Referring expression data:
------------------------

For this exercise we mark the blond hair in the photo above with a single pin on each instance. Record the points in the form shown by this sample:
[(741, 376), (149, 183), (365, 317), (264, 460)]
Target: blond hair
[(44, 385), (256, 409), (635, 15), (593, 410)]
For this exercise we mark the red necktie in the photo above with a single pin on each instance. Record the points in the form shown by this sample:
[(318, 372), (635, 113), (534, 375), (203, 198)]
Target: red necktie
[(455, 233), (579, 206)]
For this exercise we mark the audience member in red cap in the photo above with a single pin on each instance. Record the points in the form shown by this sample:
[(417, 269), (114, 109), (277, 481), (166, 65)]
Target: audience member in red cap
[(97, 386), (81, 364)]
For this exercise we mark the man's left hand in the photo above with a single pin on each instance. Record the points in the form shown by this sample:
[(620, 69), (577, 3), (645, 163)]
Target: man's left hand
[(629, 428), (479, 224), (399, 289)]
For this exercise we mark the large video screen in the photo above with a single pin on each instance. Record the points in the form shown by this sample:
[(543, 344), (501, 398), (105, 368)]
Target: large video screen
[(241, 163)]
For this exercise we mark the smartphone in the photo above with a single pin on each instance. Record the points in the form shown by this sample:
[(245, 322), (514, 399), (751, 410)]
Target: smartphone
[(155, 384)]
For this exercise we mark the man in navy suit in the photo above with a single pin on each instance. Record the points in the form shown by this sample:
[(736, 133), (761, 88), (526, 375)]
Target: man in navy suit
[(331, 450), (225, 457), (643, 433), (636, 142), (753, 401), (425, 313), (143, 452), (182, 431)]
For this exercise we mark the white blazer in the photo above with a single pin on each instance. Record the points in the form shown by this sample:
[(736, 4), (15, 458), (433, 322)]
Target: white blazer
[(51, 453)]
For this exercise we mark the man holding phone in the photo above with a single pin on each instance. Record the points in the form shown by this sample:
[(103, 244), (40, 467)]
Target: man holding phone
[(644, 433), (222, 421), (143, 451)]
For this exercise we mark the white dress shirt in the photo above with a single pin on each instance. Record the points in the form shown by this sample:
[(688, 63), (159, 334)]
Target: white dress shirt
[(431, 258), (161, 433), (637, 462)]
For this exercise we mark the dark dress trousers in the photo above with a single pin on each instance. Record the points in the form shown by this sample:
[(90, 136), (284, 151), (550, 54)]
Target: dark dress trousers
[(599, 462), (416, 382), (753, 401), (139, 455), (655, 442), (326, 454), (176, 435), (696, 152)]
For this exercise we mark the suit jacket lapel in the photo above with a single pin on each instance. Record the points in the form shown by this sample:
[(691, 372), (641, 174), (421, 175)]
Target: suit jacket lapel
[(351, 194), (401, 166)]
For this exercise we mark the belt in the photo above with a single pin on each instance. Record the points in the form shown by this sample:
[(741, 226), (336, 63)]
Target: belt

------------------------

→ EXERCISE INSTRUCTIONS: Would you repeat each of the lines above exactly?

→ WRITTEN RESPONSE:
For this exercise we mark the blond hair in the photo above with a single pin on each instance. Record the points in the form shown by this sample:
[(741, 376), (149, 183), (365, 317), (264, 460)]
Target: blond hair
[(44, 385), (256, 409), (635, 15), (593, 410)]
For this exercise we mark the red necktie in the photo above with a single pin on each instance. Record the points in the form shown by this sample:
[(318, 372), (635, 113), (534, 375), (203, 198)]
Target: red necktie
[(455, 233), (579, 206)]
For this exercise we mark the audience member in red cap in the photo above with a single pin on each instance. Record the points in the form shown by this sample:
[(417, 269), (114, 109), (277, 481), (166, 65)]
Target: audience member in red cap
[(97, 386), (81, 364)]
For this exercise we mark the man's left hand in the photo above with a single pin on each instance. Record the points in the form shown by this sample:
[(620, 69), (577, 3), (645, 163)]
Target: man's left hand
[(629, 428), (479, 224), (399, 289)]
For this exercise we mark the large video screen in the photo above with a single pin on each instance. Record the points in the form shown by this sample:
[(543, 344), (501, 398), (105, 368)]
Target: large video screen
[(241, 163)]
For this exercise we mark the smartphone in the photo above with a single pin on each instance. Record the points in the form shown by this sample:
[(245, 322), (514, 399), (751, 410)]
Target: smartphone
[(155, 384)]
For this exercise we mark the man in navy suit in the photo above with a single pin on each instance. Record the points in the form shown by this sample:
[(736, 133), (761, 88), (526, 375)]
Target: man in navy suit
[(331, 450), (225, 457), (643, 433), (636, 142), (753, 401), (425, 313), (143, 452), (182, 431)]
For this exercise we mark the white blazer in the photo above with a single pin on each instance. Record the points in the form shown by this sample:
[(736, 4), (15, 458), (433, 322)]
Target: white blazer
[(51, 453)]
For this exercise we mark the man holding phone in the photo above with a single pin on each instance. Record the points in the form shown by this sample:
[(103, 244), (40, 467)]
Target: man holding phone
[(644, 433), (222, 421), (143, 451)]
For this exercise we mark the white dress shirt in the photo above with a single pin on each instance. Record the points in the form shown by this sample:
[(688, 63), (159, 334)]
Target: white dress shirt
[(431, 258), (161, 433), (637, 462)]
For this exercise we mark the dark dress trousers in the photo above with a single pin on each instance. Record the points in the form shown by this sample:
[(90, 136), (284, 151), (550, 54)]
Target: dark dress trousers
[(599, 462), (416, 382), (753, 401), (139, 455), (655, 442), (326, 454), (176, 435), (696, 152)]
For this exercise we mark the suit jacket lapel in the photo above with a single pin on each instance. Record the points in the form shown by this sample:
[(691, 372), (641, 174), (421, 175)]
Target: suit jacket lapel
[(351, 194), (401, 166)]
For this exercise we mark the belt in the photo above with a single pin on each instance. Record the points in the form shown by this sample:
[(741, 226), (336, 63)]
Target: belt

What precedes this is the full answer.